= TEXT BLOCK =
────────────────────
After a harrowing mass shooting this week at Michigan State University that left three students dead and five others severely injured, some students are pushing for a temporary remote-learning option to accommodate those who don’t yet feel safe going to classrooms.
Michigan State suspended all classes and campus activities immediately after the shooting. University leaders said on Thursday that they planned to resume in-person classes on Monday. But more than 15,000 people have signed a Change.org petition calling on the university, in East Lansing, to offer hybrid and online options for “students and parents who are uncomfortable with returning to campus with such haste.”
A Thursday editorial in The State News, the campus newspaper, declared: “We’re not going to class Monday.”
As the violence unfolded in two campus buildings last Monday night, students, faculty, and staff were locked down in classrooms, dorm rooms, and other facilities. They relied on social media and text alerts for updates.
Mikayla Stokes, a junior political-science major who signed the petition, told The Chronicle that while some of her peers wanted to “reclaim” the campus that is home to them, others felt it was too soon to try to resume normal activities.
“Right now, the students, faculty, and staff at MSU need to be offered flexibility and grace to heal and grieve as they individually see fit,” Stokes wrote in an email. “To not offer options to accommodate the needs for each Spartan’s personal healing process would be cruel. No individual needs should be dictated right now.”
A similar scenario played out last fall at the University of Idaho: In November, students left the campus in droves after four of their peers were stabbed to death in an off-campus residence and no suspect was immediately named. The university offered a remote-learning option to students for the rest of the semester, which was nearly over. In late December, a Ph.D. student at nearby Washington State University was arrested and charged in the students’ murders.
Michigan State’s Berkey Hall, an academic building where the shootings began, will be closed for the rest of the semester, university officials said during a news conference on Thursday. The administration is still deciding what to do about the MSU Union, where the shootings continued.
The interim president, Teresa K. Woodruff, said there were “ongoing discussions” about whether to offer an online option for students.
“We’re considering all options for the manner with which we continue the continuity of education, research, and outreach on this campus,” Woodruff said.
Daniel Olsen, a Michigan State spokesperson, said university leaders were talking about what a return to the classroom on Monday might look like.
We need time to process this. My safe place, my friends’ safe place, my classmates’ safe place, has become a crime scene.
────────────────────
Can you reproduce the passage of the Michigan State shooting article starting with "A similar scenario" and going on through "the students’ murders."? None of these items has anything to do with the article on the Michigan State shooting.

= PROVIDED MATERIAL =
────────────────────
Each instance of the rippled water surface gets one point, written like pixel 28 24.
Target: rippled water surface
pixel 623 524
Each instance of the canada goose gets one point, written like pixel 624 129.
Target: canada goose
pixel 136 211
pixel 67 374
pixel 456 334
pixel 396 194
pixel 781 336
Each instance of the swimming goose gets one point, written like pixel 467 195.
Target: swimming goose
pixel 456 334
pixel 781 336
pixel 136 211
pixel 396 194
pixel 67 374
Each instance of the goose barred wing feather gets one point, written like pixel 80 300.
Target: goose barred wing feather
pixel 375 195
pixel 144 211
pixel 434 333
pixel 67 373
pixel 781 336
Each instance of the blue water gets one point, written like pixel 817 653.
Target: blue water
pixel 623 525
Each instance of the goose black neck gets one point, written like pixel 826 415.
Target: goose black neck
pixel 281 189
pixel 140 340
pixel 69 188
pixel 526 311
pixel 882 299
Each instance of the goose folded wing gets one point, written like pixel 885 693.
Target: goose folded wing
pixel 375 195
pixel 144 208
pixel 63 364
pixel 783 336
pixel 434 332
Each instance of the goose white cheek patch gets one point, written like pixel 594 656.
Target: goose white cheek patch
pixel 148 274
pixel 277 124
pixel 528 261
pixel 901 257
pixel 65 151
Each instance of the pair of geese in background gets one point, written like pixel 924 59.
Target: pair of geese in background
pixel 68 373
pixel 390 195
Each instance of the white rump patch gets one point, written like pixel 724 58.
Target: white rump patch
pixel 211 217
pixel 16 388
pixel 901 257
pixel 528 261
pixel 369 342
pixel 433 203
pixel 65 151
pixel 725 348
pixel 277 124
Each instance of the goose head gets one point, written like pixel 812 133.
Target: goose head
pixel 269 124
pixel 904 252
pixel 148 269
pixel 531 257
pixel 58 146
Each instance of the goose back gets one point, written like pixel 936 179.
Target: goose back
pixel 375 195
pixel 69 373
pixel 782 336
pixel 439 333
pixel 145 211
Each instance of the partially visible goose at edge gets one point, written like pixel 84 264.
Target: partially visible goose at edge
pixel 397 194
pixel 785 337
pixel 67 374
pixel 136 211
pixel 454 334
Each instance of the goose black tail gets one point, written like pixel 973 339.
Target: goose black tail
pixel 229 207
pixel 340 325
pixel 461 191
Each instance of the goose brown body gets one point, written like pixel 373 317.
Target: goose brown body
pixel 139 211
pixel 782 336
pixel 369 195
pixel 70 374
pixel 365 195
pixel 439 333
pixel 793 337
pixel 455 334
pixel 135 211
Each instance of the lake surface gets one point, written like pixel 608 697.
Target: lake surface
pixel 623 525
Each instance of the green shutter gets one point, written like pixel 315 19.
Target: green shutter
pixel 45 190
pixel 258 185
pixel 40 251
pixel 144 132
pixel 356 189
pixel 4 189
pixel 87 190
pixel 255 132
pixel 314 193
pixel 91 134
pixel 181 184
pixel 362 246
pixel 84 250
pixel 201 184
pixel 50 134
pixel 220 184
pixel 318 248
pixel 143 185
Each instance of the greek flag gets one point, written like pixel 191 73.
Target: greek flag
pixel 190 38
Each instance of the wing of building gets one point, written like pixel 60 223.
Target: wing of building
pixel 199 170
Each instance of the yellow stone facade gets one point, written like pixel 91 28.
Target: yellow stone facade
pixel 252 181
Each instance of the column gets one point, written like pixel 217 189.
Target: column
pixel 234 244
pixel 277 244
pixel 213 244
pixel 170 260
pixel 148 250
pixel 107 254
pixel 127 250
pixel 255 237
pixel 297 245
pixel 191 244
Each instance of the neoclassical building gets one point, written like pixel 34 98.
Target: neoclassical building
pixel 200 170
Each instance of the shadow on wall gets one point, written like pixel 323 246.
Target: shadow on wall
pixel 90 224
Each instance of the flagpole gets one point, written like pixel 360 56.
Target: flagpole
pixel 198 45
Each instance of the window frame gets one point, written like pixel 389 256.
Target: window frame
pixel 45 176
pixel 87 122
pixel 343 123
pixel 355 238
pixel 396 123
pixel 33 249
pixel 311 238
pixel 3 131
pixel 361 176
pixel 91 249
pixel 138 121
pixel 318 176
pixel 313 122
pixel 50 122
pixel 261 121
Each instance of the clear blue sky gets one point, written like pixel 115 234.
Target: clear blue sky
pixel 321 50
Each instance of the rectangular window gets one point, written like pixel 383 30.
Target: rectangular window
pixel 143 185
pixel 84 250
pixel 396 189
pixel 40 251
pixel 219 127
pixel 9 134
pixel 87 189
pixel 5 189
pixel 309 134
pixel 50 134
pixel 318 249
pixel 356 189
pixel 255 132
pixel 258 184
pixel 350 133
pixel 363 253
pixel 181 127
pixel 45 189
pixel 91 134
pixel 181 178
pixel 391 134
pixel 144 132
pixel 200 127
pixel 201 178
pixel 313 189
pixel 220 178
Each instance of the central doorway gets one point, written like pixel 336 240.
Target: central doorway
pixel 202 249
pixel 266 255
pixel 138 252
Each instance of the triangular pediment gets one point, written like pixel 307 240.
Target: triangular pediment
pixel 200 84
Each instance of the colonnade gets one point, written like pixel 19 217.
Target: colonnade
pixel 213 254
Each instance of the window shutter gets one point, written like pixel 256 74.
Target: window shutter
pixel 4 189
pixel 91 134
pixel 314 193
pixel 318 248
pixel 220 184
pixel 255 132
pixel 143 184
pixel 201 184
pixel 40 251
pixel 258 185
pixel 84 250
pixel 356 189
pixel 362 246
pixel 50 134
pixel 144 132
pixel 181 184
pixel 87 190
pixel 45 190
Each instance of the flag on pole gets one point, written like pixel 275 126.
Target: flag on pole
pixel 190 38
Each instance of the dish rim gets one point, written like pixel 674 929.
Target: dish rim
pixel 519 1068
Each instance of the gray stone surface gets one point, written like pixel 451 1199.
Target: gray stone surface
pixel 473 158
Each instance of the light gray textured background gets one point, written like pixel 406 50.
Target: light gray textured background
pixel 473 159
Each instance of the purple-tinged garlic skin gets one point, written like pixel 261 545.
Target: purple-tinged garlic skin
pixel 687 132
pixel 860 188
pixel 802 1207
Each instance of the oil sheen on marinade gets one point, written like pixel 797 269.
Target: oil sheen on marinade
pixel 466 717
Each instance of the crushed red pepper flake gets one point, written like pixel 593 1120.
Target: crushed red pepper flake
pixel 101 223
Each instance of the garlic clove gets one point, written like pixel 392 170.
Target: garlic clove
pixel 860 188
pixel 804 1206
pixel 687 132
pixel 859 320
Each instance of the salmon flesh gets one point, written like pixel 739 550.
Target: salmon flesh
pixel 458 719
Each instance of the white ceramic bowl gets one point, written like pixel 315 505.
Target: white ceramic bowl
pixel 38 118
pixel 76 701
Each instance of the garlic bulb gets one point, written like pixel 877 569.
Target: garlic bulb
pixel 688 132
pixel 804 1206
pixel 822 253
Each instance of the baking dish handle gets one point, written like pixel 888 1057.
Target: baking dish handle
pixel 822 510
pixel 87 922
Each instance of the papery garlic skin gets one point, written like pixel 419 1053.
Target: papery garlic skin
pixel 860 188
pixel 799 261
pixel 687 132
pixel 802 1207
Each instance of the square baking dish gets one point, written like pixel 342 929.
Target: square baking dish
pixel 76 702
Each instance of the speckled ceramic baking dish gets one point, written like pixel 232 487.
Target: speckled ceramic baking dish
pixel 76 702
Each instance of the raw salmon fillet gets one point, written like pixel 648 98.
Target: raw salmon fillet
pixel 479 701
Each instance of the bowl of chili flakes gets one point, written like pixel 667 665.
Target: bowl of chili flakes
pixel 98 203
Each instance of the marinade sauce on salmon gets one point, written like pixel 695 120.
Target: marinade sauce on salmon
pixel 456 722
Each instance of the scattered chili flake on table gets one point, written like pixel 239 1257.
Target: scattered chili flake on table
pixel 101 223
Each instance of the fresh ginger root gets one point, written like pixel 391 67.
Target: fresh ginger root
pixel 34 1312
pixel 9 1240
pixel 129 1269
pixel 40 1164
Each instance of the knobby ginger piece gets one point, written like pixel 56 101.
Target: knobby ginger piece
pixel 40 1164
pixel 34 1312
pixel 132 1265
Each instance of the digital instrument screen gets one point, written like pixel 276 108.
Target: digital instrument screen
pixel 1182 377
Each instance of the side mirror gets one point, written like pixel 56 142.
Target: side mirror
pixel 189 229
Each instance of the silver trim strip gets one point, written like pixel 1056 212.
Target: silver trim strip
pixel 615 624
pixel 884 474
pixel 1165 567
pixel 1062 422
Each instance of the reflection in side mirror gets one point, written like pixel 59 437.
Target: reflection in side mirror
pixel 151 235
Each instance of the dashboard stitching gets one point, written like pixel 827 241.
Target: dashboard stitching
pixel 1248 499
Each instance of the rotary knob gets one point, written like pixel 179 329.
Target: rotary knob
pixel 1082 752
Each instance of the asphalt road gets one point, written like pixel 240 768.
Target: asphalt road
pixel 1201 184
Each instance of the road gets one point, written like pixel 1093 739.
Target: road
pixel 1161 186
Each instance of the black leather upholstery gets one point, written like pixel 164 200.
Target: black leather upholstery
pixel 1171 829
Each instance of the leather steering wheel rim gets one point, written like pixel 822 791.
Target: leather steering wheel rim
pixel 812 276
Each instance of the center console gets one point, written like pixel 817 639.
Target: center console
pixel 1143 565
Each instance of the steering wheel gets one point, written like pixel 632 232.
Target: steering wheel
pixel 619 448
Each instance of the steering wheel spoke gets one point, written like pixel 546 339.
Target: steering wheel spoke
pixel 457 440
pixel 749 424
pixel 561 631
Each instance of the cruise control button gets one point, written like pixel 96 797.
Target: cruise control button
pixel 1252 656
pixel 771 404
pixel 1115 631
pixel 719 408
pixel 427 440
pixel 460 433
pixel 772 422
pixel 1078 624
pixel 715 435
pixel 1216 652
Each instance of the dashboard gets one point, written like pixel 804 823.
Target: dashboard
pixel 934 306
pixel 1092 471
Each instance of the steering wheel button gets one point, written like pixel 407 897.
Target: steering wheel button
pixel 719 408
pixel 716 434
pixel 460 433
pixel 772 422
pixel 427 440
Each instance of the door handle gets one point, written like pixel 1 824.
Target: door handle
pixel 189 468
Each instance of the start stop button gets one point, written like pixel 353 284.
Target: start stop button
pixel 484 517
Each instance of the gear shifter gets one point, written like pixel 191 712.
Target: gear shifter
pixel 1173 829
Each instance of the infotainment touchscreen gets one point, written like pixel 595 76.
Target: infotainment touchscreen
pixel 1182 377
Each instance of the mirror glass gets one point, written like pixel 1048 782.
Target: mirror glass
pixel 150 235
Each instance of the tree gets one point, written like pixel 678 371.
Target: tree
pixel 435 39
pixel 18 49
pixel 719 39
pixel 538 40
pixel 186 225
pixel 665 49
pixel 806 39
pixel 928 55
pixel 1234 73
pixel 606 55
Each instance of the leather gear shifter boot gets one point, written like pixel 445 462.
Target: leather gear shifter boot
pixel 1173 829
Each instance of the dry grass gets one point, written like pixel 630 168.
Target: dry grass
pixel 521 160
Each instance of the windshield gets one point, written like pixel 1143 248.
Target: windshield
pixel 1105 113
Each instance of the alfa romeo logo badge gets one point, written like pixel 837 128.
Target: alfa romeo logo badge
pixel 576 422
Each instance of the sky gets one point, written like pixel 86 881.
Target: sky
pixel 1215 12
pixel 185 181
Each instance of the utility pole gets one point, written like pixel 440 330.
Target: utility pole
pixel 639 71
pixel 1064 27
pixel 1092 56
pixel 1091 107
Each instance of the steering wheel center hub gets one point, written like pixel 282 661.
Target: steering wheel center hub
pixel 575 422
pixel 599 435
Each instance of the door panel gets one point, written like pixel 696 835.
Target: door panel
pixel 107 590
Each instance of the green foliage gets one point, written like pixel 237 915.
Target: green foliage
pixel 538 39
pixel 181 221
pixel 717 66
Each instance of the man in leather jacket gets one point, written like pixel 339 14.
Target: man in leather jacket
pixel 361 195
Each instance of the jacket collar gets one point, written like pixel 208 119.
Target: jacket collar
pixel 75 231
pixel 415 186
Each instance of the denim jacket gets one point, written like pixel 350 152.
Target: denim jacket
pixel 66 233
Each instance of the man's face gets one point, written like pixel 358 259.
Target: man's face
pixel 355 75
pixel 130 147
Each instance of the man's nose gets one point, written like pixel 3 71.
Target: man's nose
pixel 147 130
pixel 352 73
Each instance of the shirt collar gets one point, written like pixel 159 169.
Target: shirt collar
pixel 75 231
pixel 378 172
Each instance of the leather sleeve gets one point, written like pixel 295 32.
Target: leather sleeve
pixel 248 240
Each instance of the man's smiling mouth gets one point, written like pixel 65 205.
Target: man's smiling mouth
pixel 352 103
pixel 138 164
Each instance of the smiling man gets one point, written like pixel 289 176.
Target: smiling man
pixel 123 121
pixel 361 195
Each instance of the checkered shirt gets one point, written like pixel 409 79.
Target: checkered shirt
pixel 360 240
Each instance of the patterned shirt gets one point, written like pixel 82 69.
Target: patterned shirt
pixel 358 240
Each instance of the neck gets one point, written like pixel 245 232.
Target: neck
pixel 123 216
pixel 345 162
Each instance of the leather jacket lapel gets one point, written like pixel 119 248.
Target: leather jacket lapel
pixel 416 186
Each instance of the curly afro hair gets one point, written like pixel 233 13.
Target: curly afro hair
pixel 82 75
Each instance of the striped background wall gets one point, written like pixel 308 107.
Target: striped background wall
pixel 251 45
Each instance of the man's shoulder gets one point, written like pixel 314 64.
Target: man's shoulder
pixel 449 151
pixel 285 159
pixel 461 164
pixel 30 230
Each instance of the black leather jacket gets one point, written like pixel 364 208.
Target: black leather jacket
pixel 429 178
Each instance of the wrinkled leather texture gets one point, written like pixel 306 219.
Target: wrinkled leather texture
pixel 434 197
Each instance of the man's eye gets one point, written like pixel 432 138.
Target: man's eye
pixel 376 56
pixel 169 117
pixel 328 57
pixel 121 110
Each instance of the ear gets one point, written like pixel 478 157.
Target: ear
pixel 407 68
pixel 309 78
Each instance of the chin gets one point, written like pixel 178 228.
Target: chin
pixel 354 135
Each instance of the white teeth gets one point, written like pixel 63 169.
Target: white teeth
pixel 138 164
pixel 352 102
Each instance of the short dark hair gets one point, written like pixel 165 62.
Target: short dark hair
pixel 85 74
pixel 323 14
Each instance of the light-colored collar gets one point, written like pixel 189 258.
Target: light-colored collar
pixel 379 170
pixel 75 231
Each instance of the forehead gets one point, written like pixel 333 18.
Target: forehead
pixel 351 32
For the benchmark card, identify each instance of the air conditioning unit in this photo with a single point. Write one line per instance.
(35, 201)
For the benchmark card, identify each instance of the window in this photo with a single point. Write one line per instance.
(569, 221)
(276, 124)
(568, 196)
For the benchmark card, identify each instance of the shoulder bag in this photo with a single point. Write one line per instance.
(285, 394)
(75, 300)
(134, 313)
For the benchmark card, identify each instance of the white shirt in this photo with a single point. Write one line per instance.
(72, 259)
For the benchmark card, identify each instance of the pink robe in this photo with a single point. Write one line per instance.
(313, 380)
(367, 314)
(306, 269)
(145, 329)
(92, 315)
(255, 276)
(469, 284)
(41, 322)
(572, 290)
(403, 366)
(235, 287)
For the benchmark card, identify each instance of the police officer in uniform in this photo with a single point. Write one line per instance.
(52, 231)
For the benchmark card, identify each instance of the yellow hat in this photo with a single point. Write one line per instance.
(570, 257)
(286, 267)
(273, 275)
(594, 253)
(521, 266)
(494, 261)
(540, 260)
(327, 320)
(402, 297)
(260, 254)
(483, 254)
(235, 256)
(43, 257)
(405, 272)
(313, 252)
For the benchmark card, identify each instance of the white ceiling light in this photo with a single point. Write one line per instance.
────────────────────
= EXPECTED OUTPUT =
A similar scenario played out last fall at the University of Idaho: In November, students left the campus in droves after four of their peers were stabbed to death in an off-campus residence and no suspect was immediately named. The university offered a remote-learning option to students for the rest of the semester, which was nearly over. In late December, a Ph.D. student at nearby Washington State University was arrested and charged in the students’ murders.